[Items stored from a collection]
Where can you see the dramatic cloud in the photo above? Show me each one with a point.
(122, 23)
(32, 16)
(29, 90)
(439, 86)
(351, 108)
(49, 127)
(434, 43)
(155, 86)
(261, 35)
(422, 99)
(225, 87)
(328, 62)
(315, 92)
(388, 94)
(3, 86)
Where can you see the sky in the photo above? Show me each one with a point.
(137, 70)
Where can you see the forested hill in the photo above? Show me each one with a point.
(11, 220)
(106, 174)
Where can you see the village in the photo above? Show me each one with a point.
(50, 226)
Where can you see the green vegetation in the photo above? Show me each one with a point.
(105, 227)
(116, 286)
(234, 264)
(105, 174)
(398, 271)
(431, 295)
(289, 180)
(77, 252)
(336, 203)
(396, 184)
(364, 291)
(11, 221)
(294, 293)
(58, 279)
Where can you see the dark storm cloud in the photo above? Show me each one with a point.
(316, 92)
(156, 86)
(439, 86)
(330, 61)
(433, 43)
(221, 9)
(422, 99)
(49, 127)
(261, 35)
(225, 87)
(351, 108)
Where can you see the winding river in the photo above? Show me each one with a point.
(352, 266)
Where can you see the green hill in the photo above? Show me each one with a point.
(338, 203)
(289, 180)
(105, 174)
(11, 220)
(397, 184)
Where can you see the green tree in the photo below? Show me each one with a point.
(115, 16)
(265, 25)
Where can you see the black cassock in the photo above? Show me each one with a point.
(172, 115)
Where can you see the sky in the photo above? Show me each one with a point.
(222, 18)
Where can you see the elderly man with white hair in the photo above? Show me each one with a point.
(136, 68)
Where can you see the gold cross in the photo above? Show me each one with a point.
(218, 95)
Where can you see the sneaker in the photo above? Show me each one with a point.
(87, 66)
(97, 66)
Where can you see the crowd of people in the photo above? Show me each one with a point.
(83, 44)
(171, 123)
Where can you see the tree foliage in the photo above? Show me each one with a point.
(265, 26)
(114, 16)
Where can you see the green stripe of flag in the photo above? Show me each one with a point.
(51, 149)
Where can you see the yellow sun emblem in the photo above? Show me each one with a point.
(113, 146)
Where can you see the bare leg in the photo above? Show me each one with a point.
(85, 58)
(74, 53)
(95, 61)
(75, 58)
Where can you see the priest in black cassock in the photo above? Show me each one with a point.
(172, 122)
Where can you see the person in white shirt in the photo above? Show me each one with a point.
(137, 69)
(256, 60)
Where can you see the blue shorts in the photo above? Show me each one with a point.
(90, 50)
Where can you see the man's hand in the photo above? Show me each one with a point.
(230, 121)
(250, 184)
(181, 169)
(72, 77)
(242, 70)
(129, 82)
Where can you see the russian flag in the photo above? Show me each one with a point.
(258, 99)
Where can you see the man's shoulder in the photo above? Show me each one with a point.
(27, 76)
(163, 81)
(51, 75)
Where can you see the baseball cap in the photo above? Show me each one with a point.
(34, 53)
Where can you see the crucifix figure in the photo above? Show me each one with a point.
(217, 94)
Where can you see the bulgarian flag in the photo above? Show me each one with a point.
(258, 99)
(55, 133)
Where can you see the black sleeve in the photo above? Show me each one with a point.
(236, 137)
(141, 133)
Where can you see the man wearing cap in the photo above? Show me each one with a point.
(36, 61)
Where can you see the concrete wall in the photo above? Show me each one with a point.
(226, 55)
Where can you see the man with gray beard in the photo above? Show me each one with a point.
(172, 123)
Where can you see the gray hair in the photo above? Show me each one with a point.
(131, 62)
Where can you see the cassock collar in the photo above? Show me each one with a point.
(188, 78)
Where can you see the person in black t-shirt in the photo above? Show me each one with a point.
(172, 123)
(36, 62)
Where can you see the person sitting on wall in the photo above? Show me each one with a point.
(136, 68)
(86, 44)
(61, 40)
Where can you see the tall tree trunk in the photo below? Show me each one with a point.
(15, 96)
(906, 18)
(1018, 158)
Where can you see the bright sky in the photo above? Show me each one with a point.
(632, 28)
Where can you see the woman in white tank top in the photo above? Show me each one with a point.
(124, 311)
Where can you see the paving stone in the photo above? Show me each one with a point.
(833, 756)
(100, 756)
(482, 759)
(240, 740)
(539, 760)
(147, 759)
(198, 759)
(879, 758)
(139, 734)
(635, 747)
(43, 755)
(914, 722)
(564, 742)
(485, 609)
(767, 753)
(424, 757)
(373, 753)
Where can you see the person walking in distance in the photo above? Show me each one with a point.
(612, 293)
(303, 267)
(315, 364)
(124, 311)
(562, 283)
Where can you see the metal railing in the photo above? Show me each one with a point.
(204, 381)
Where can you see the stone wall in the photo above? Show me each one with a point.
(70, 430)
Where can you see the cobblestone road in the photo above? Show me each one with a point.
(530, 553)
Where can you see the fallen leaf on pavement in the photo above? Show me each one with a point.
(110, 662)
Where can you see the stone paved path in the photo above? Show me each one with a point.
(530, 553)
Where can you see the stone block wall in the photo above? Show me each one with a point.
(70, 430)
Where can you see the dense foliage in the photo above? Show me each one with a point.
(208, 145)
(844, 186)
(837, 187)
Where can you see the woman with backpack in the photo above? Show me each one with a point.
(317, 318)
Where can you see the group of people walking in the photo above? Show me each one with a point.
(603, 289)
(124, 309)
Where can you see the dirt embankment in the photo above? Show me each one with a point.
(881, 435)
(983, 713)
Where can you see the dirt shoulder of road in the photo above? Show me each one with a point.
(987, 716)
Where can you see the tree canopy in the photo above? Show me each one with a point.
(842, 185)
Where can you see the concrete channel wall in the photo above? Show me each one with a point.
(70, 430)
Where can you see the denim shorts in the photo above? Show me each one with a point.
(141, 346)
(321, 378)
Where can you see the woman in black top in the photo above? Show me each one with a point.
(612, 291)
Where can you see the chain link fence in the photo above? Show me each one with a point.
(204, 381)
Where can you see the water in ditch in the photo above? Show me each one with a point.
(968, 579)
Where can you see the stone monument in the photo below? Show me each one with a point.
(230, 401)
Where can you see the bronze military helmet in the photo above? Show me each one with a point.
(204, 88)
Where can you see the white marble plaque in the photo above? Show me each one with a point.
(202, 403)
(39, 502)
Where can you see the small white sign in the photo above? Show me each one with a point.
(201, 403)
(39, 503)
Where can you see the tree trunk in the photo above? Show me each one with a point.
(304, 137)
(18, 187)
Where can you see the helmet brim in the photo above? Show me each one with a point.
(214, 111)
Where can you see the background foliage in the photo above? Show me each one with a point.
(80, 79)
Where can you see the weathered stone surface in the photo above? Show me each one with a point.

→ DO THIS:
Lay out every item above as a numbered list, dropping any blank lines.

→ RESPONSE TO THE TASK:
1. Where can you see the dramatic cloud in the photo above? Show me each one with a point.
2. (122, 23)
3. (32, 16)
4. (29, 90)
5. (439, 86)
6. (351, 108)
7. (49, 127)
8. (434, 43)
9. (155, 86)
10. (261, 35)
11. (422, 99)
12. (225, 87)
13. (328, 62)
14. (315, 92)
15. (388, 94)
16. (3, 86)
17. Where can you see the sky in the photo above? Show me each one with a point.
18. (137, 70)
19. Where can you see the forested hill in the photo above? Show me each one with a point.
20. (11, 220)
21. (106, 174)
22. Where can you see the village in the photo above? Show me each one with a point.
23. (50, 226)
24. Where can you see the green vegetation in the photo above? Show me each one with a point.
25. (105, 227)
26. (116, 286)
27. (234, 264)
28. (105, 174)
29. (398, 271)
30. (431, 295)
31. (289, 180)
32. (77, 252)
33. (336, 203)
34. (396, 184)
35. (364, 291)
36. (11, 221)
37. (294, 293)
38. (58, 279)
39. Where can you see the dark storm cloud in the photo above? Show me each one with a point.
40. (316, 92)
41. (156, 86)
42. (439, 86)
43. (330, 61)
44. (433, 43)
45. (221, 9)
46. (422, 99)
47. (49, 127)
48. (261, 35)
49. (225, 87)
50. (351, 108)
51. Where can you see the winding river in the photo above? Show me each one with a point.
52. (352, 266)
53. Where can you see the green hill in the photo above? Show me each one with a point.
54. (338, 203)
55. (289, 180)
56. (105, 174)
57. (11, 220)
58. (397, 184)
59. Where can you see the green tree in the photo below? Show me each one with a point.
60. (115, 16)
61. (265, 25)
62. Where can you see the black cassock in the photo above? Show me each one with a point.
63. (172, 115)
64. Where can you see the sky in the photo above? Show me each one with a point.
65. (222, 18)
66. Where can you see the elderly man with white hair in the photo above? Show me each one with a point.
67. (136, 68)
68. Where can you see the gold cross in the photo above? Show me each one with a point.
69. (218, 95)
70. Where can you see the sneaker in the photo above? Show me each one with a point.
71. (87, 66)
72. (97, 66)
73. Where can you see the crowd of people in the photo above? Show me each one with a point.
74. (83, 44)
75. (171, 123)
76. Where can you see the tree foliage in the photo above? Show me each one with a point.
77. (265, 26)
78. (114, 16)
79. Where can you see the green stripe of flag in the photo above? Show me each one with a point.
80. (51, 149)
81. Where can you see the yellow sun emblem in the photo above? Show me each one with a point.
82. (113, 146)
83. Where can you see the bare leg in the photo above? Show me each one with a point.
84. (85, 58)
85. (74, 53)
86. (95, 61)
87. (75, 58)
88. Where can you see the priest in black cassock in the photo above? Show me each one with a point.
89. (172, 122)
90. Where can you see the person in white shirt in the photo above? Show me each one with a point.
91. (137, 69)
92. (256, 60)
93. Where can you see the blue shorts in the photo above? Show me each one with a point.
94. (90, 50)
95. Where can you see the man's hand in the photo above? Show me each one with a point.
96. (230, 121)
97. (250, 184)
98. (181, 169)
99. (72, 77)
100. (242, 70)
101. (129, 82)
102. Where can you see the russian flag in the photo above? Show me each one with a point.
103. (258, 99)
104. Where can you see the man's shoulder in the photo above? Show me each one with a point.
105. (27, 76)
106. (163, 81)
107. (51, 75)
108. Where can you see the baseball cap in the photo above? Show me each one with a point.
109. (34, 53)
110. Where can you see the crucifix figure in the photo above? Show me each one with a point.
111. (217, 94)
112. Where can you see the bulgarian flag in the photo above? Show me each one with a point.
113. (258, 99)
114. (55, 133)
115. Where can you see the black sleeve in the photo above? Show me each one with a point.
116. (236, 137)
117. (141, 133)
118. Where can you see the man wearing cap in the photo above? Show me each one with a point.
119. (36, 61)
120. Where can you see the concrete wall in the photo above? Show me each one with a point.
121. (226, 55)
122. Where can you see the man with gray beard in the photo above? Show me each one with a point.
123. (172, 123)
124. Where can you see the gray hair in the photo above? Show me each one with a point.
125. (131, 62)
126. Where can you see the cassock collar in the photo above? Show me each one with a point.
127. (188, 78)
128. Where can you see the person in black t-shirt in the photo above? Show me each one with a point.
129. (172, 123)
130. (36, 62)
131. Where can you see the person sitting on wall in the photo above? Show me each one with a point.
132. (136, 68)
133. (86, 44)
134. (61, 40)
135. Where can you see the tall tree trunk in the photo below? Show me each one with a point.
136. (15, 96)
137. (906, 18)
138. (1018, 158)
139. Where can you see the bright sky in the photo above? Show me each one with a point.
140. (632, 28)
141. Where can you see the woman in white tank top in the photo above? Show me each one with a point.
142. (124, 311)
143. Where can you see the paving stone in the photo above? Show me each one with a point.
144. (833, 756)
145. (100, 756)
146. (482, 759)
147. (240, 740)
148. (539, 760)
149. (147, 759)
150. (198, 759)
151. (879, 758)
152. (139, 734)
153. (635, 747)
154. (43, 755)
155. (914, 722)
156. (564, 742)
157. (485, 609)
158. (767, 753)
159. (424, 757)
160. (373, 753)
161. Where can you see the person walking in distance in the photo above? Show me each one with a point.
162. (612, 293)
163. (303, 267)
164. (315, 364)
165. (124, 311)
166. (562, 283)
167. Where can you see the metal railing in the photo above? Show me each one with a point.
168. (204, 381)
169. Where can you see the stone wall in the photo above? Show me each one with a point.
170. (70, 430)
171. Where can you see the cobblestone road in the photo above? Show me each one with a point.
172. (530, 553)
173. Where can you see the fallen leaf on pavement in the photo above? Show me each one with a point.
174. (110, 662)
175. Where can you see the stone paved path in the photo above? Show me each one with a point.
176. (530, 553)
177. Where can you see the stone block wall in the photo above? Show me each one with a point.
178. (70, 430)
179. Where can you see the dense foliage in the photo above? Show me each one with a point.
180. (208, 145)
181. (844, 186)
182. (837, 187)
183. Where can you see the woman with backpack in the photo above? Show me each one with a point.
184. (317, 318)
185. Where can you see the group of people walking in the photo above? Show me each one with a point.
186. (603, 289)
187. (124, 309)
188. Where can you see the dirt embankment in the photo above? Show me each one with a point.
189. (881, 435)
190. (983, 713)
191. Where can you see the dirt shoulder of road in the photo above? Show me each one with a point.
192. (987, 716)
193. Where can you see the tree canopy in the photo above? Show me each one with a point.
194. (842, 185)
195. Where can you see the concrete channel wall in the photo above? Show me each one with a point.
196. (70, 430)
197. Where can you see the denim shorts in the photo above? Show me each one with a point.
198. (141, 346)
199. (321, 378)
200. Where can you see the woman in black top in the photo above? Show me each one with a point.
201. (612, 291)
202. Where can you see the chain link fence in the photo above? Show me each one with a point.
203. (204, 381)
204. Where can you see the water in ditch in the photo above? Show me each one with a point.
205. (968, 579)
206. Where can you see the stone monument in the photo below? Show me each one with a point.
207. (230, 401)
208. Where can you see the bronze military helmet in the photo above? Show me each one with a point.
209. (204, 88)
210. Where can you see the white marble plaque in the photo above? Show me each one with a point.
211. (202, 403)
212. (39, 502)
213. Where can you see the small white sign in the photo above? Show me each one with a point.
214. (201, 403)
215. (39, 503)
216. Where can you see the tree trunk in the photo above? Show me each one with a point.
217. (304, 137)
218. (18, 187)
219. Where can you see the helmet brim in the photo above? Show me each one with a point.
220. (214, 111)
221. Where can you see the background foliage in the photo above? Show me each one with a point.
222. (80, 79)
223. Where can you see the weathered stone surface in the photo above? Show me each one with a point.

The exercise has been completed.